» **Input data**
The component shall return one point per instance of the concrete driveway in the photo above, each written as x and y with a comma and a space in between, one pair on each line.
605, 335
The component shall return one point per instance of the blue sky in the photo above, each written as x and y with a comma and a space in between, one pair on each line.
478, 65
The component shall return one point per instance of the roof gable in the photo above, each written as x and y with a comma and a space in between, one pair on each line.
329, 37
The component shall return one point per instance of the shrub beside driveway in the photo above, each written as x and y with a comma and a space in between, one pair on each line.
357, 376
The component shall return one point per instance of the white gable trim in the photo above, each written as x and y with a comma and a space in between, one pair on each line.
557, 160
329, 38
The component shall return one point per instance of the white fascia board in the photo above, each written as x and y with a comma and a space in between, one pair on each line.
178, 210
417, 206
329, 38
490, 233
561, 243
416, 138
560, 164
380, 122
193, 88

» **To be done**
Extract all the material above line by line and reproduce it verbatim, without altering any character.

» **Result for this task**
The component shall return one point per instance of the concrete driveway in the photo above, each written as x and y with a comma and a space in between, one pair on each line.
605, 335
The component shall return one point per instance of the blue sky in the photo above, each written as x and y with a comma and a space in between, one pair on each line.
478, 65
The component shall return one point per instance of the roof gable in the photo above, each written as x and y with a comma and a space in between, one pair on each line.
329, 37
The component shall return one point per instance of the shrub beside driveway in the photo above, each written as x and y with a comma and a space in between, one pair on each line.
357, 376
The component shall return one point per instance of the white gable trim in the photo above, each written as x and y with a comma and a space in between, one pair on each line.
557, 160
329, 38
The component shall return one point per instance of the white fascia board in the photo above, each written as x and y with a comma and a space in between, one pair on each line.
178, 210
417, 206
329, 38
490, 233
561, 243
416, 138
560, 164
380, 122
193, 88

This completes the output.